- Your objective
Please list every line of the material below that contains the word "lichen".

- Records supplied
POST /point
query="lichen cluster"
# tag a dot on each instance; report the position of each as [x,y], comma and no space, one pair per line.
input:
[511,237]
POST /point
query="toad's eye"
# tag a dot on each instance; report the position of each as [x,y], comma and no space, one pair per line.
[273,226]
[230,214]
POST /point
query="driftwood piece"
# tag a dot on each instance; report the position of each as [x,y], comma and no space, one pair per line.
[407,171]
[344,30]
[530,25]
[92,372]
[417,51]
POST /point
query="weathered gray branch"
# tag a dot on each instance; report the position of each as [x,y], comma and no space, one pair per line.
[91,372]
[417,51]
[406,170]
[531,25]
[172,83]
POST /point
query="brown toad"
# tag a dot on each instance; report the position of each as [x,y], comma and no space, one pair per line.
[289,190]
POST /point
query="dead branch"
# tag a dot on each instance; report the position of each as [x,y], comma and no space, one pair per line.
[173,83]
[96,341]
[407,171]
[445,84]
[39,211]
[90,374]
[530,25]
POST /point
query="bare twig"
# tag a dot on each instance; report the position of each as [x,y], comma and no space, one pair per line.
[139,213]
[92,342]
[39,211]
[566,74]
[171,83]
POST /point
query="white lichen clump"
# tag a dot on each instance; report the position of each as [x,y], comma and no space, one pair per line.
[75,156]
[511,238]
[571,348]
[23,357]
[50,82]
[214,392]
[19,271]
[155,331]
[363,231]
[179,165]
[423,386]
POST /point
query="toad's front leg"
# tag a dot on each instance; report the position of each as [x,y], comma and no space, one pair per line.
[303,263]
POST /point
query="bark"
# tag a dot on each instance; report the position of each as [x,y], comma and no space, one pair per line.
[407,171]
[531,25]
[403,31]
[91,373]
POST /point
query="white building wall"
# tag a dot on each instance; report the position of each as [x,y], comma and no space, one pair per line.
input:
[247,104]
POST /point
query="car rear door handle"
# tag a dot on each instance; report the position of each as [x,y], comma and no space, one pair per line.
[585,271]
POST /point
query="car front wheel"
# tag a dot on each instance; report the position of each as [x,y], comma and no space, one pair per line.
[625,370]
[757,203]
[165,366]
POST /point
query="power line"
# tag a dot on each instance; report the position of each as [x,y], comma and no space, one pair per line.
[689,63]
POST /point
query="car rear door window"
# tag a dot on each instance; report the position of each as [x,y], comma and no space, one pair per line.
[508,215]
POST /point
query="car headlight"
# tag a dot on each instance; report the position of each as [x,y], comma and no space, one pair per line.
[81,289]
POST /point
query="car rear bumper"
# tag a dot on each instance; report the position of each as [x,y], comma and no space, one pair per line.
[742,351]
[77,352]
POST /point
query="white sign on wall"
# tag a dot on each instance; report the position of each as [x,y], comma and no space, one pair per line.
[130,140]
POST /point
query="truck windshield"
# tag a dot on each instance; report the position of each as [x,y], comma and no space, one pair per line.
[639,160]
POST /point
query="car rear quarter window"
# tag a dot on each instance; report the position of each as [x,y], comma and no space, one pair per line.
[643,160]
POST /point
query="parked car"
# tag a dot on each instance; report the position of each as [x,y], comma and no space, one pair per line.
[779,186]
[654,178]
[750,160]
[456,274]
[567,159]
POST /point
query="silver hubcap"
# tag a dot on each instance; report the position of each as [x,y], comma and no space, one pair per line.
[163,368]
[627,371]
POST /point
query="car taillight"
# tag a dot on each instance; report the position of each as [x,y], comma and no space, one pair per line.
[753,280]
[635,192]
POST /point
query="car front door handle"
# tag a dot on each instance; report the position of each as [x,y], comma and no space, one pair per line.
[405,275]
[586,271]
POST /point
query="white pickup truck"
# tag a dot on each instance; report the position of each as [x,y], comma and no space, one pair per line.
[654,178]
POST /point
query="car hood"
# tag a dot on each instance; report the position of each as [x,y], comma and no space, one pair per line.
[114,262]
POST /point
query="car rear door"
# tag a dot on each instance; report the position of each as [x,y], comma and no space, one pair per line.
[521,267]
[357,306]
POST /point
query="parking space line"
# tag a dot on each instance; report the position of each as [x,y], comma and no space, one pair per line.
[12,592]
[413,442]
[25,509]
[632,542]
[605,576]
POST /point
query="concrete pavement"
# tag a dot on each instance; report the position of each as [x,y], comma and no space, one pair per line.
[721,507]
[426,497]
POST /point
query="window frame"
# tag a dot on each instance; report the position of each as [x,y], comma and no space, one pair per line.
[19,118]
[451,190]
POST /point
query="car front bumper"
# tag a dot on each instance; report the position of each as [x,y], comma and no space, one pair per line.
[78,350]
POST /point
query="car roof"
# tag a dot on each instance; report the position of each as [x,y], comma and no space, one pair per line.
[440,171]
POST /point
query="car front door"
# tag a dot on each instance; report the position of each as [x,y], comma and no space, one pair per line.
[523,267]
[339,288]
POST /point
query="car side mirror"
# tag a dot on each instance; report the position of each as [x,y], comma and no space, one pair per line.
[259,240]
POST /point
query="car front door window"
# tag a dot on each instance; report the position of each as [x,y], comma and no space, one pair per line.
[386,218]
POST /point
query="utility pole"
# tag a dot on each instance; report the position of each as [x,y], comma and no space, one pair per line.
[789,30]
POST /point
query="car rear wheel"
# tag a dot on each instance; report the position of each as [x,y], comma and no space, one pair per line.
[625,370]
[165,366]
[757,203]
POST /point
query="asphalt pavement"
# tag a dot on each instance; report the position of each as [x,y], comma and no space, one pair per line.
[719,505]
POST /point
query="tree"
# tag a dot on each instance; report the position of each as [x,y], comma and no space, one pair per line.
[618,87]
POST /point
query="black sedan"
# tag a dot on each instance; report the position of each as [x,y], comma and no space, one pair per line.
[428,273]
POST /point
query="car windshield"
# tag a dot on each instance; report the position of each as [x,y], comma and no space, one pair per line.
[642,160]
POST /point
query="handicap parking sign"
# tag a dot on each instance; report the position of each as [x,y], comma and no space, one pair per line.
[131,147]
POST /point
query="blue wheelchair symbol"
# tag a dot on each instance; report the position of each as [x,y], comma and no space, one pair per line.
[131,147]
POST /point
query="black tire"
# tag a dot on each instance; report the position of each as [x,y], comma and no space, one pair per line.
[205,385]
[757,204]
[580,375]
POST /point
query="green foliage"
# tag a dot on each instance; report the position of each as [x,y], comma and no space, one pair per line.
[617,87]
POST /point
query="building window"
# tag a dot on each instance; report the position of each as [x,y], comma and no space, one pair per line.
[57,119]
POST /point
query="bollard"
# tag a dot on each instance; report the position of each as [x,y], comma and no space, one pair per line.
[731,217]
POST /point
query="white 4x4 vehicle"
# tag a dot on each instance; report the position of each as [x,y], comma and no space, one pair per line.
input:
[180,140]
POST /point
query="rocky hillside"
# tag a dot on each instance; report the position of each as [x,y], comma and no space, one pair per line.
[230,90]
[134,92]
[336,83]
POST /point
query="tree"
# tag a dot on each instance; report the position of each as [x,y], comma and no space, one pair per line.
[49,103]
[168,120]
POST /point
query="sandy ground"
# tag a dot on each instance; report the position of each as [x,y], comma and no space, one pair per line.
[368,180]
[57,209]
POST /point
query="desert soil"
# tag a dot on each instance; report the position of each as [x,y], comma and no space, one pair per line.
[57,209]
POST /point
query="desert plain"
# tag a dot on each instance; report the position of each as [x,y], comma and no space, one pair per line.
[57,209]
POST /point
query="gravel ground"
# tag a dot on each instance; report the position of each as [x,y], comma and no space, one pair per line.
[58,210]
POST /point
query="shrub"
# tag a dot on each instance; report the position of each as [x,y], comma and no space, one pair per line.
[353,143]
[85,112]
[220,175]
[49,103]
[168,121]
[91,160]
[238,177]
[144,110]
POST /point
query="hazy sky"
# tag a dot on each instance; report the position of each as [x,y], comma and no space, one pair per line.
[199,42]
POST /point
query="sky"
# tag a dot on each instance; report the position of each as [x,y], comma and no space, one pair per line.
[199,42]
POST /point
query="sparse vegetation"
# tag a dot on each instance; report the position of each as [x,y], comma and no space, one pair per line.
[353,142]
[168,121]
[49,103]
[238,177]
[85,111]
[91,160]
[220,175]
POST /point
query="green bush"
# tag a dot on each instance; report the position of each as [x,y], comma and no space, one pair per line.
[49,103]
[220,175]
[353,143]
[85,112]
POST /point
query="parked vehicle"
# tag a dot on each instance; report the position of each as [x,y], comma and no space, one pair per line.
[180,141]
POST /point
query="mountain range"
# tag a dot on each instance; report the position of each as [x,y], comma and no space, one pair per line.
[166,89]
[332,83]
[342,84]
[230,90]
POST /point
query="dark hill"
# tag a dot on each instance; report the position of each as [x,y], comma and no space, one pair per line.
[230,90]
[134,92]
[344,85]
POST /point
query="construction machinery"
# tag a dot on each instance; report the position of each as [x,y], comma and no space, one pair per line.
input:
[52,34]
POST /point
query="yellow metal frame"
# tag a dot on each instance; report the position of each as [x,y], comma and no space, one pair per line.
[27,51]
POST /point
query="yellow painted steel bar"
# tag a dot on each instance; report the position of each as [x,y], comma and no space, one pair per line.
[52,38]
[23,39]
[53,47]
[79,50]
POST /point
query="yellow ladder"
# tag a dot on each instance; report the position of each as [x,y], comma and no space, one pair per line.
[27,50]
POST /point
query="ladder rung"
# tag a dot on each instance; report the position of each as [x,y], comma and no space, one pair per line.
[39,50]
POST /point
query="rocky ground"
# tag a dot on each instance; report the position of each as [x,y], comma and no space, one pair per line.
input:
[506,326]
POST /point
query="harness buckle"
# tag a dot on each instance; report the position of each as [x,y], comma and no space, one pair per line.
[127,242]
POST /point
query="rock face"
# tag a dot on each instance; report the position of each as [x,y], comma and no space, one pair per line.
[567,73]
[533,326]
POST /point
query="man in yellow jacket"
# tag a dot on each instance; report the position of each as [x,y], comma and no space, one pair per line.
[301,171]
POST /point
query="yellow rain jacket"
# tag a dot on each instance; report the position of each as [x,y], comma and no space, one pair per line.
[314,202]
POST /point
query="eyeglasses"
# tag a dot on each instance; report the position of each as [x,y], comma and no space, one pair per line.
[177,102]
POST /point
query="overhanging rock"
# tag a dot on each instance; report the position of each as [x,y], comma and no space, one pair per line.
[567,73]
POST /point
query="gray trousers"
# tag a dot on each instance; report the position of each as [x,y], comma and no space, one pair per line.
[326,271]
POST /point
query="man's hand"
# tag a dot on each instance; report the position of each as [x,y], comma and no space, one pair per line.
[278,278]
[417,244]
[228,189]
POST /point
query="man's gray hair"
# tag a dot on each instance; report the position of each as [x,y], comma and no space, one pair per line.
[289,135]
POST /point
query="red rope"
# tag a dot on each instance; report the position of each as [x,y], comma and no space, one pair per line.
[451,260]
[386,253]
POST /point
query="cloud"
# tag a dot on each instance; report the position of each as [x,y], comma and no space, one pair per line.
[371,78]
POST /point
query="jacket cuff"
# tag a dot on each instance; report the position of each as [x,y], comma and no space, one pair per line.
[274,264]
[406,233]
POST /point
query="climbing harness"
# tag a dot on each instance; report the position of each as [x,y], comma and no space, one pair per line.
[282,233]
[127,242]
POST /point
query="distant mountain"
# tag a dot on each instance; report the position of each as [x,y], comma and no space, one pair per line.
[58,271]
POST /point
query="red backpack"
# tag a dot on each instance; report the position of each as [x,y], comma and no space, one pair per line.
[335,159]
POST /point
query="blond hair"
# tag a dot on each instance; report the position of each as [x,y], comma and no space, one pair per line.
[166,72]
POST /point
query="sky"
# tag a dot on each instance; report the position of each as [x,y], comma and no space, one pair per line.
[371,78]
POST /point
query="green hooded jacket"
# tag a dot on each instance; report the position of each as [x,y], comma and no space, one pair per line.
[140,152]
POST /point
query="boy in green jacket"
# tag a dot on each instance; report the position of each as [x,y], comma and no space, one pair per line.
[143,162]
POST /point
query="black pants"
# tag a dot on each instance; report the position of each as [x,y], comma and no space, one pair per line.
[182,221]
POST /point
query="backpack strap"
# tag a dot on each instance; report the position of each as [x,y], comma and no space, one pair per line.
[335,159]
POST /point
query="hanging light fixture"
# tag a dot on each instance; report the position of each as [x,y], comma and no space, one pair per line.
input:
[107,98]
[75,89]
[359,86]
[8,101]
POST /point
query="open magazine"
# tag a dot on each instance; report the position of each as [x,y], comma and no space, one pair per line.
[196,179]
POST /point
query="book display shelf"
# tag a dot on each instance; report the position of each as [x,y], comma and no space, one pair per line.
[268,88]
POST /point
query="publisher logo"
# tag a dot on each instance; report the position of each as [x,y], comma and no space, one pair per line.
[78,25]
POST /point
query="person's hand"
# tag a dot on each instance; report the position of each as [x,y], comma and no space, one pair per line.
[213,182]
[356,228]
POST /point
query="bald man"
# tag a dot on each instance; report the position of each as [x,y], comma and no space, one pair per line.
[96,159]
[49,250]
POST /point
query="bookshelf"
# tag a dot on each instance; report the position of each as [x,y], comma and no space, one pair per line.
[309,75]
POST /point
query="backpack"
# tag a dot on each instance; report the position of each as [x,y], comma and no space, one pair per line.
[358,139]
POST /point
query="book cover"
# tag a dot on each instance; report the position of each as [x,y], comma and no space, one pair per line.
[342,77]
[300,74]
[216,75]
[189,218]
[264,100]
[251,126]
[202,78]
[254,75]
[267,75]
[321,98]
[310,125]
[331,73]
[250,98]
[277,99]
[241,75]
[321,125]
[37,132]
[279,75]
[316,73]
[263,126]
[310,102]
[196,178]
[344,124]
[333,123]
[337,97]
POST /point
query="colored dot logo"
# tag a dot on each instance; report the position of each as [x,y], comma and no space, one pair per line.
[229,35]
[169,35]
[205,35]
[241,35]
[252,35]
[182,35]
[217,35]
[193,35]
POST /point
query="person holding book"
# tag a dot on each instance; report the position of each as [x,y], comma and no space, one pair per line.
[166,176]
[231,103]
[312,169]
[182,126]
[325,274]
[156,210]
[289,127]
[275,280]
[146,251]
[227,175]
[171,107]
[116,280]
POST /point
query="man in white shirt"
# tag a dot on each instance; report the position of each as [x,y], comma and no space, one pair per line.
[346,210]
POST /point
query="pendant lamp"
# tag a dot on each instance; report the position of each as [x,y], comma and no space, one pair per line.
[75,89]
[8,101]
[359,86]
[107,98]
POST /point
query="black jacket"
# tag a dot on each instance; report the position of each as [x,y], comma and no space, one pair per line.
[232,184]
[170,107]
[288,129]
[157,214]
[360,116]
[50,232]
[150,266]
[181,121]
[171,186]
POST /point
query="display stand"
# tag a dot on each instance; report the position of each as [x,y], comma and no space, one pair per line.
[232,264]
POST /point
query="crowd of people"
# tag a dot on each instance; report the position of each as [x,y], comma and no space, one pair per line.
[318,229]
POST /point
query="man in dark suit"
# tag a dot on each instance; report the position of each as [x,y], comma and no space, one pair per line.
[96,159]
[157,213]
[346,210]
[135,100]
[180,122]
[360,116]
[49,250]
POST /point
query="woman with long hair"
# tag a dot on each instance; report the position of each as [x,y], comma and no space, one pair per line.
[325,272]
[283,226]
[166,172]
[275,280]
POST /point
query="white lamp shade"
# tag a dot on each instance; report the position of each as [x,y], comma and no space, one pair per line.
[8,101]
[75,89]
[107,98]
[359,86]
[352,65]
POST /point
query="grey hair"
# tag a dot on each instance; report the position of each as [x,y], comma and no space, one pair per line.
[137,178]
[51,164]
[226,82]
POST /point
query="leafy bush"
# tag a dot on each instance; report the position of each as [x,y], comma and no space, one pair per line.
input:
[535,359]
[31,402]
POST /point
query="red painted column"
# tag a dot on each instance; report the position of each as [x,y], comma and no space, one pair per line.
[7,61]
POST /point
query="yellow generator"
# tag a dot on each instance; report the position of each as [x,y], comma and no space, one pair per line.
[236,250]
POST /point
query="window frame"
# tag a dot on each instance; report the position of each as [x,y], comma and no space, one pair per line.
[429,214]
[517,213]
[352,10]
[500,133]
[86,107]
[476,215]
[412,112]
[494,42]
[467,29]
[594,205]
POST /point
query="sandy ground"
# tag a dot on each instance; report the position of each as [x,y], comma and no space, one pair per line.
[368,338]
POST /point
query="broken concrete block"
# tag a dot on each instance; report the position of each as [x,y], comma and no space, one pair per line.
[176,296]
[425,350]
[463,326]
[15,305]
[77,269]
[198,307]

- Solution
query="lichen cluster"
query="white lichen clump"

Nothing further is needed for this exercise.